** Exercise aim **
Which lines in the records below contain the word "outline"? Copy each of those lines in full.

** Provided records **
##########
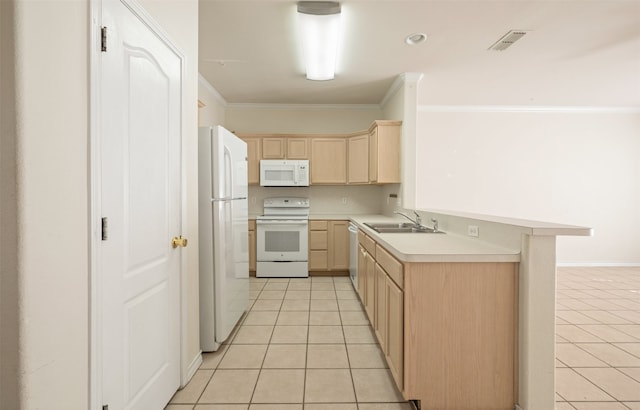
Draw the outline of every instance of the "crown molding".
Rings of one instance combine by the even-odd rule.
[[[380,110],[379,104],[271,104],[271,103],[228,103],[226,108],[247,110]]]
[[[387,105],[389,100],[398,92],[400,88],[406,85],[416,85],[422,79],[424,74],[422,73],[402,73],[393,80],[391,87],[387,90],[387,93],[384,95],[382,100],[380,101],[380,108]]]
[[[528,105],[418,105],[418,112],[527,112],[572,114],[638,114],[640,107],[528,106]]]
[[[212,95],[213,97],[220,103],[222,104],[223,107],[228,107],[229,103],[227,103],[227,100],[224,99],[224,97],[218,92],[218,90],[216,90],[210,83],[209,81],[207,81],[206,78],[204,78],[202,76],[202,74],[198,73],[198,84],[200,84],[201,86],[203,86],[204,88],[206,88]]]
##########
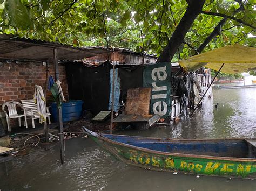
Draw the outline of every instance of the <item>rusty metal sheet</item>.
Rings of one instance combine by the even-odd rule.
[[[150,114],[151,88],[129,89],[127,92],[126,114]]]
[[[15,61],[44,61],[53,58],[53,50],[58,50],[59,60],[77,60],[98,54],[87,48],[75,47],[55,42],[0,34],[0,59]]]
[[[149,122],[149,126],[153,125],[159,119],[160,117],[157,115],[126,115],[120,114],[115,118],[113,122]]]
##########
** Reply to the task **
Draw the outline of every instance of the "crown molding".
Draw the outline of every instance of the <item>rusty metal sheet</item>.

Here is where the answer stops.